Provided passage:
-*-
All texts copyright Richard Shillitoe
the occultist:
signatures and sigils
The relationship a person has with their name(s) is very revealing. Those who
adopt a new name are turning away from the past and loosening their grip on
a former self. A new name establishes a new identity. The most frequent
time to do this is at entry into adulthood when the attitudes and
attachments of childhood are left behind. Others choose to do it in later life
to signal to themselves and the world that something significant has
changed: perhaps at the end of an important relationship, divorce or death
of someone close.
The significant event that triggers a renaming may also be spiritual. It is a
tradition in many religious organizations for a person to adopt a new name
when they join, or achieve a certain status, to symbolize their new spiritual
identity. The name is chosen carefully. The Hermetic Order of the Golden
Dawn, for example, instructed its candidates to find a name or motto that
would encapsulate his or her highest conscious aspirations. By tradition, such
mottoes are generally in Latin. So, WB Yeats, the poet, who was a leading
figure in the Golden Dawn, became “Demon Est Deus Inversus"; the devil is
God inverted, a phrase he almost certainly took from The Secret Doctrine by Helene Blavatsky. Another
member, Florence Farr, took the motto “Sapientia Sapienti Dono Data”; wisdom is a gift given to the wise.
Some Wiccans and Pagans take craft names. In Breton Druidical circles Ithell Colquhoun was known as
“Druidesse Boudica”.
-*-
Data section:
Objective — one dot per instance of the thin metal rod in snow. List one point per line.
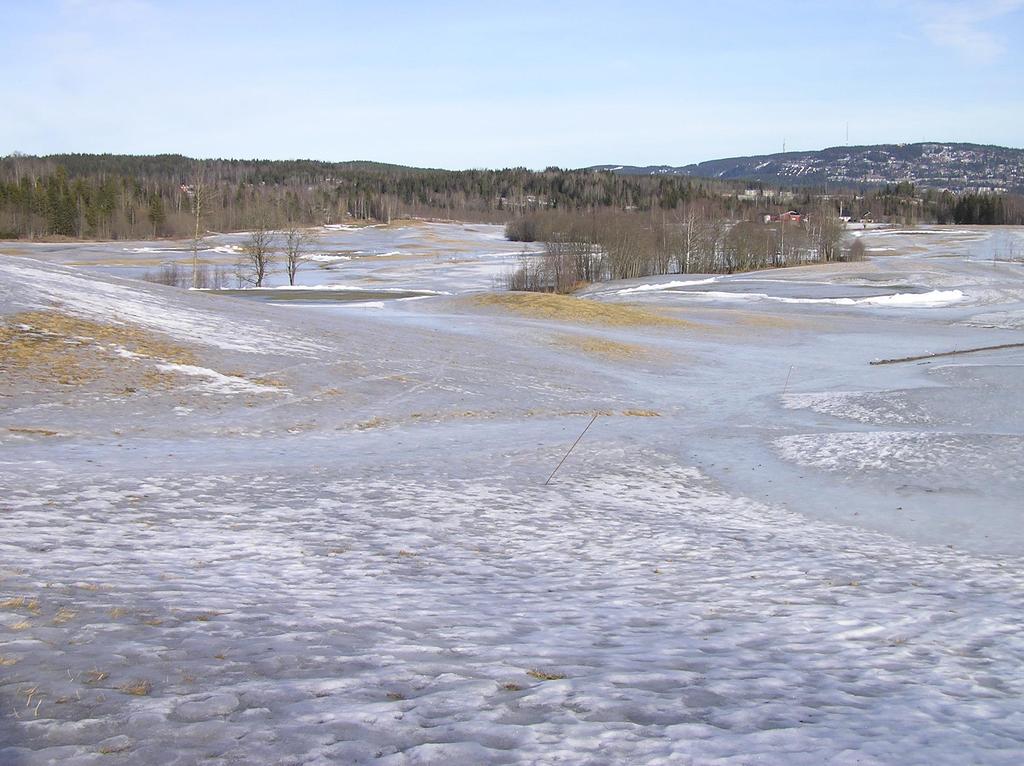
-*-
Goal: Please reproduce the passage on signatures and sigils in full, word for word.

Answer to the problem:
All texts copyright Richard Shillitoe
the occultist:
signatures and sigils
The relationship a person has with their name(s) is very revealing. Those who
adopt a new name are turning away from the past and loosening their grip on
a former self. A new name establishes a new identity. The most frequent
time to do this is at entry into adulthood when the attitudes and
attachments of childhood are left behind. Others choose to do it in later life
to signal to themselves and the world that something significant has
changed: perhaps at the end of an important relationship, divorce or death
of someone close.
The significant event that triggers a renaming may also be spiritual. It is a
tradition in many religious organizations for a person to adopt a new name
when they join, or achieve a certain status, to symbolize their new spiritual
identity. The name is chosen carefully. The Hermetic Order of the Golden
Dawn, for example, instructed its candidates to find a name or motto that
would encapsulate his or her highest conscious aspirations. By tradition, such
mottoes are generally in Latin. So, WB Yeats, the poet, who was a leading
figure in the Golden Dawn, became “Demon Est Deus Inversus"; the devil is
God inverted, a phrase he almost certainly took from The Secret Doctrine by Helene Blavatsky. Another
member, Florence Farr, took the motto “Sapientia Sapienti Dono Data”; wisdom is a gift given to the wise.
Some Wiccans and Pagans take craft names. In Breton Druidical circles Ithell Colquhoun was known as
“Druidesse Boudica”.